→ **Aim**
Return each line of the listing below that contains the word "cabinet". Matching is case-sensitive.

Excerpts from a dataset on object pointing
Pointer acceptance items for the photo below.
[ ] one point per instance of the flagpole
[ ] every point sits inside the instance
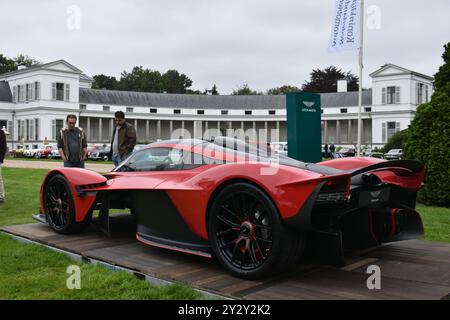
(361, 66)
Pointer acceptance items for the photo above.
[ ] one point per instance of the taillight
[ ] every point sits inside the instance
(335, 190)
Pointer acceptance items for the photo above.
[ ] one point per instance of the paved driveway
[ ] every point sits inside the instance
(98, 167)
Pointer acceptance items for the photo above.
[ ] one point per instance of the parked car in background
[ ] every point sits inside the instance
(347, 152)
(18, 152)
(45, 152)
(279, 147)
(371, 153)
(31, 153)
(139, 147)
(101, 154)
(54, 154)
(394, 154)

* * *

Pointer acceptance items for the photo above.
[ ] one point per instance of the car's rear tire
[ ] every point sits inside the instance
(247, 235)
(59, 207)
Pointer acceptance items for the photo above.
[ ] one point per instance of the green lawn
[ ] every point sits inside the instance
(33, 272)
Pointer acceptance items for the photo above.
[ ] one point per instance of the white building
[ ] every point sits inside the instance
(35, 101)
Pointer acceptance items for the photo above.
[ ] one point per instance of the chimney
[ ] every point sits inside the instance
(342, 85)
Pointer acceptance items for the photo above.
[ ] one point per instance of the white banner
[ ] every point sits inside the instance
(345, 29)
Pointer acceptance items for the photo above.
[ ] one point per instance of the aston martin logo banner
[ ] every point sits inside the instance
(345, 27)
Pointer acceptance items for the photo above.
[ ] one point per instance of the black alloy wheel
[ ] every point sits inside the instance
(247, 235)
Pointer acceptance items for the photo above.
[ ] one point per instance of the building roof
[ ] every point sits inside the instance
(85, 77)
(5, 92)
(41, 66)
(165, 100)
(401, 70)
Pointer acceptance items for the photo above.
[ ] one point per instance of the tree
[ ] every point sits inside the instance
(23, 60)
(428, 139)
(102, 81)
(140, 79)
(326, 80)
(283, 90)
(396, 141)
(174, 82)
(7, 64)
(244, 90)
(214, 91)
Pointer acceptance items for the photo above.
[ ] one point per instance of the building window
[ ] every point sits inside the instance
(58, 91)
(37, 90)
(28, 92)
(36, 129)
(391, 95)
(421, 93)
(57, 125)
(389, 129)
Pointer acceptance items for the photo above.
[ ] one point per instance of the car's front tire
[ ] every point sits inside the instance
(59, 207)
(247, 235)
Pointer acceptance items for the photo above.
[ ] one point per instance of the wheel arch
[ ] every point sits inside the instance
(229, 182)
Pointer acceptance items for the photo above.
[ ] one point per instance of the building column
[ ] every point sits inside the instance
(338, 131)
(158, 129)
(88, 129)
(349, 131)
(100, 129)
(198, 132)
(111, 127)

...

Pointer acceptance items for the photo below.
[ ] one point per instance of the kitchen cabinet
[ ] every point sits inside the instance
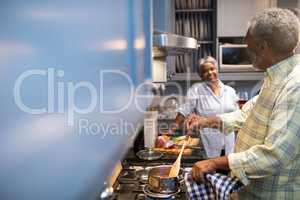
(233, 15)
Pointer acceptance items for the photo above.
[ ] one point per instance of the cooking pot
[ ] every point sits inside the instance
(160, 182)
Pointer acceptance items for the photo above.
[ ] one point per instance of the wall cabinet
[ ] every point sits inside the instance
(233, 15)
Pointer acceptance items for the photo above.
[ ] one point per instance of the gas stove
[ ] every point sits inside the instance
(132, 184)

→ **Task output**
[ ] one point per instance of the kitchen cabinet
[ ] one point per instance of the wall cabinet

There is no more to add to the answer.